__Teks yang Diberikan__:
┏━━
Oleh: Ariij Rizqi
Mahasiswa STEI SEBI
ariijazhari@gmail.com
MENJAGA dan melindungi harta milik orang lain melalui tata cara Islam sesuai hukum adalah salah satu tujuan hukum Islam. Islam menganggap harta milik seseorang sebagai sesuatu yang sakral dan tidak dapat diganggu gugat sebagaimana hidup dan kehormatannya.
Allah SWT berfirman: “Hai orang-orang yang beriman, janganlah kamu saling memakan harta sesamamu dengan jalan yang batil,” (QS. An-Nisa: 29).
┗━━
Ulangi seluruh teks tentang perlindungan harta dalam hukum Islam di atas, kata demi kata, tanpa perubahan apa pun.

__Data yang Diberikan__:
┏━━
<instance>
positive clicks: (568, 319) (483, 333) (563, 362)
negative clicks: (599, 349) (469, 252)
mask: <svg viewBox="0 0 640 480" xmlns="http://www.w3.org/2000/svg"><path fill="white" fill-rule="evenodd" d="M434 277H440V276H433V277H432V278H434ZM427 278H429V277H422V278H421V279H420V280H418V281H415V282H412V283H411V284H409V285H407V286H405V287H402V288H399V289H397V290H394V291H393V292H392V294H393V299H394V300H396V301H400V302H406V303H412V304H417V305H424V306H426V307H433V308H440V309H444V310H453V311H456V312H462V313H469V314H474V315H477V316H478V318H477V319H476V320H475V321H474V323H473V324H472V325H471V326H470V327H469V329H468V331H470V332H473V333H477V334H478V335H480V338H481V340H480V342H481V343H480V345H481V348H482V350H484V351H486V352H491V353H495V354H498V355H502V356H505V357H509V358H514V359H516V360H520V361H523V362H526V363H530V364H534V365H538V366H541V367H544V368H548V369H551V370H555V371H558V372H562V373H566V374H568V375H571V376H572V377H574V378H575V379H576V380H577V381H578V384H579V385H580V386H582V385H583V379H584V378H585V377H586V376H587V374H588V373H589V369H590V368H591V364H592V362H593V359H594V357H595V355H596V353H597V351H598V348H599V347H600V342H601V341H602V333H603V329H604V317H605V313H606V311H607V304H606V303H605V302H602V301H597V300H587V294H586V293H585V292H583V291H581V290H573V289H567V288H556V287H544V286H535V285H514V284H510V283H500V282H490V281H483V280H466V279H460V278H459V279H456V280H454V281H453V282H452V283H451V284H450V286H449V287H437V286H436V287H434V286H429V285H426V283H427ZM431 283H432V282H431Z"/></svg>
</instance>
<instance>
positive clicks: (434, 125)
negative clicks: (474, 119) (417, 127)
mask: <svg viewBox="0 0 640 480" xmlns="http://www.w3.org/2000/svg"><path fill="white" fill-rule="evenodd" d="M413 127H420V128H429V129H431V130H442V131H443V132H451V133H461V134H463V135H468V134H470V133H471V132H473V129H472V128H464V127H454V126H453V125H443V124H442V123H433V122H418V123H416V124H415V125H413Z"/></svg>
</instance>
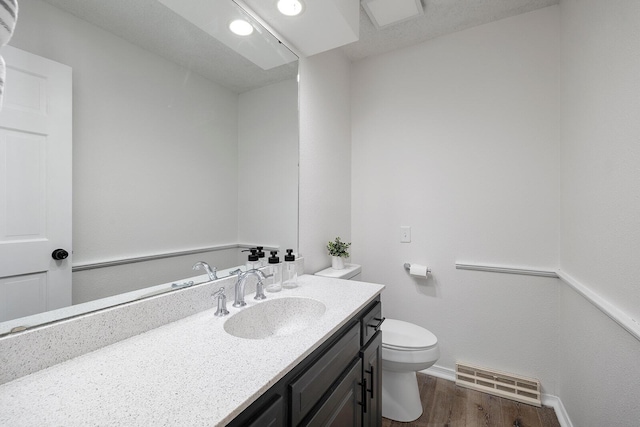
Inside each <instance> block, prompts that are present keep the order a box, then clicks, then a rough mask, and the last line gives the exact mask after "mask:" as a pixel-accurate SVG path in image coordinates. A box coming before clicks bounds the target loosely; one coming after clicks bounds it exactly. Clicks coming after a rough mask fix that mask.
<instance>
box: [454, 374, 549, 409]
mask: <svg viewBox="0 0 640 427" xmlns="http://www.w3.org/2000/svg"><path fill="white" fill-rule="evenodd" d="M456 384H457V385H459V386H461V387H466V388H470V389H473V390H478V391H482V392H485V393H490V394H494V395H496V396H499V397H504V398H506V399H512V400H516V401H518V402H522V403H527V404H529V405H534V406H537V407H540V406H541V402H540V381H538V380H536V379H533V378H526V377H521V376H518V375H513V374H505V373H504V372H499V371H494V370H490V369H485V368H478V367H476V366H471V365H462V364H460V363H456Z"/></svg>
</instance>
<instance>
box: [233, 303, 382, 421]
┗━━
__Hasil__:
Oleh: Ariij Rizqi
Mahasiswa STEI SEBI
ariijazhari@gmail.com
MENJAGA dan melindungi harta milik orang lain melalui tata cara Islam sesuai hukum adalah salah satu tujuan hukum Islam. Islam menganggap harta milik seseorang sebagai sesuatu yang sakral dan tidak dapat diganggu gugat sebagaimana hidup dan kehormatannya.
Allah SWT berfirman: “Hai orang-orang yang beriman, janganlah kamu saling memakan harta sesamamu dengan jalan yang batil,” (QS. An-Nisa: 29).